**抜粋した文章**
━━━━━━━━━━━━━━━━━━━━━━━━━━━━━━
「炭水化物を食べると太る」はウソ?太らない食べ方のコツがあるの?

2018/11/14

山本 康博 先生

記事監修医師

MYメディカルクリニック横浜みなとみらい 院長
東京大学医学部卒 医学博士
日本呼吸器学会認定呼吸器専門医
日本内科学会認定総合内科専門医
人間ドック学会認定医
難病指定医
Member of American College of Physicians

山本 康博 先生

ダイエットをはじめるときなどに注目される炭水化物ですが、炭水化物を食べると太るといわれているのには理由があります。
こちらでは、炭水化物が太るといわれている理由と、太りにくくする食べ方のコツについてご紹介していきます。

冷凍宅配食の「ナッシュ」
冷凍宅配食の「ナッシュ」

炭水化物を食べると太る」といわれるのはなぜ?

普段私たちが口にしている食べ物には様々な栄養が含まれていますが、そのなかでも「炭水化物」「たんぱく質」「脂質」の3つは三大栄養素と呼ばれ、体を作るもととなったり、エネルギー源となったりしています。

炭水化物は、糖質と食物繊維の総称であり、糖質は体内に吸収されてエネルギー源になりますが、食物繊維は消化や吸収がされずエネルギーになりません。

体内に糖質が入るとインスリンが分泌されエネルギー源に変換され、消費しきれなかったものは中性脂肪になります。炭水化物を摂り過ぎると太るといわれているのはこのためです。

逆にいうと、食べ物からエネルギー源が作れなくなったときには、体内に蓄えてある中性脂肪からエネルギー源を作り出そうとします。「炭水化物抜きダイエット」や「糖質制限」と呼ばれる食事制限は、糖質を摂り過ぎることなく、この体の仕組みを利用して減量する方法だといえます。
━━━━━━━━━━━━━━━━━━━━━━━━━━━━━━
**元の資料**

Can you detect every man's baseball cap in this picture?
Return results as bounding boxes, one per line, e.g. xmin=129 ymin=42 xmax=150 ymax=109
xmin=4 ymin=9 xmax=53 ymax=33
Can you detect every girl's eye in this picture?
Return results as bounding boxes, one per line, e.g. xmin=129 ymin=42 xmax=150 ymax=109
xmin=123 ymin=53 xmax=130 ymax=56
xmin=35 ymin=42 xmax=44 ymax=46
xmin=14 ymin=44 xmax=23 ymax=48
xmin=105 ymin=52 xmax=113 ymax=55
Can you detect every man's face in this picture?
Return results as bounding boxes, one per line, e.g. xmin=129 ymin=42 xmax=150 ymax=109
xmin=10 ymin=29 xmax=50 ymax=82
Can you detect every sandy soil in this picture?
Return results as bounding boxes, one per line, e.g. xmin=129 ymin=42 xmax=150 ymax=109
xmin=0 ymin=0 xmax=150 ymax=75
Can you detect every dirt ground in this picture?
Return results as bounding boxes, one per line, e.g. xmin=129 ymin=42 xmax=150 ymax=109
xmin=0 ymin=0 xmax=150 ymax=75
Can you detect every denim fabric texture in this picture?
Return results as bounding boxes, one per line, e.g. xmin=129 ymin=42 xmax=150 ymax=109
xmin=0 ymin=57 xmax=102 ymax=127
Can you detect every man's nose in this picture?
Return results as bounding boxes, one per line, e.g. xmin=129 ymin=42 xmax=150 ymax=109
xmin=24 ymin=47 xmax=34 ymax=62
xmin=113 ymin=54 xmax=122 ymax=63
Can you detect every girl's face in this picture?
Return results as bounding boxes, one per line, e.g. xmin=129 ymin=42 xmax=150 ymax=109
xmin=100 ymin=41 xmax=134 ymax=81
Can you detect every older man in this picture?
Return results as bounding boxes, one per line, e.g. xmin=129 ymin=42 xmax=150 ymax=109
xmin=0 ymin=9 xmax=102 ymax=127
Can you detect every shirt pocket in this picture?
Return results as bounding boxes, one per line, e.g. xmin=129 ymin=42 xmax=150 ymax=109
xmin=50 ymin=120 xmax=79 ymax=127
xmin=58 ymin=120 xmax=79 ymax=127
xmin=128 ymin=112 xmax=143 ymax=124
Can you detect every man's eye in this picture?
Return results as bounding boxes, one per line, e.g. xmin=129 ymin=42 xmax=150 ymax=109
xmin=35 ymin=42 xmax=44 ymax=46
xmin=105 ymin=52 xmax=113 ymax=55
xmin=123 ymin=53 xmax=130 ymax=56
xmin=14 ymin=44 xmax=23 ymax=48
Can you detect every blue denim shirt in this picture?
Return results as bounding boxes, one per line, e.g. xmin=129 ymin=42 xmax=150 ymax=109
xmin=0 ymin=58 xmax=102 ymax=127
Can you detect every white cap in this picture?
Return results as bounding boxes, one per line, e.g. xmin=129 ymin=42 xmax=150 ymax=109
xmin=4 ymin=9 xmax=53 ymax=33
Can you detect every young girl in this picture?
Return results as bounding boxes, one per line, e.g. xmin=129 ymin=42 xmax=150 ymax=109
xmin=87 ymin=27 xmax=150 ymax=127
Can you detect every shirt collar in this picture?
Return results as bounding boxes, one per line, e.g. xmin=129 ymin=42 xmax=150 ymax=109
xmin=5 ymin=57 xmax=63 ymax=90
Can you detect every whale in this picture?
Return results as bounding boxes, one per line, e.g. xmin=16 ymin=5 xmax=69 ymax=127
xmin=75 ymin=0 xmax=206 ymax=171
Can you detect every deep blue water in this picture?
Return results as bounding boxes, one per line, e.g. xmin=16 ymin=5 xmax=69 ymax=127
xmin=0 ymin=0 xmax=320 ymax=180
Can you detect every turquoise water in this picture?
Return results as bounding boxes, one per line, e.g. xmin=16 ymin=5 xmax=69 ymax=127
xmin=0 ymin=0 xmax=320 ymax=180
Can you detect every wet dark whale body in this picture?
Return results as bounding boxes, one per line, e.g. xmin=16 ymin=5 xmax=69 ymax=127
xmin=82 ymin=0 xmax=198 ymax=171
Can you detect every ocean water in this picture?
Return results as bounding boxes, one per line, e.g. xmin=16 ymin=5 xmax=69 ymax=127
━━━━━━━━━━━━━━━━━━━━━━━━━━━━━━
**取り組む課題 1**
炭水化物の記事について、次の問いに答えよ。
(a) 炭水化物は何と何の総称か。
(b) 体内で消費しきれなかった糖質は何になるか。
(c) 三大栄養素と呼ばれる3つの栄養素は何か。
**取り組む課題 2**
炭水化物の記事から、「普段私たちが口にしている食べ」から「われているのはこのためです。」までの全文を書き写せ。

**演習の結果 1**
(a) 糖質と食物繊維
(b) 中性脂肪
(c) 炭水化物、たんぱく質、脂質

**演習の結果 2**
普段私たちが口にしている食べ物には様々な栄養が含まれていますが、そのなかでも「炭水化物」「たんぱく質」「脂質」の3つは三大栄養素と呼ばれ、体を作るもととなったり、エネルギー源となったりしています。

炭水化物は、糖質と食物繊維の総称であり、糖質は体内に吸収されてエネルギー源になりますが、食物繊維は消化や吸収がされずエネルギーになりません。

体内に糖質が入るとインスリンが分泌されエネルギー源に変換され、消費しきれなかったものは中性脂肪になります。炭水化物を摂り過ぎると太るといわれているのはこのためです。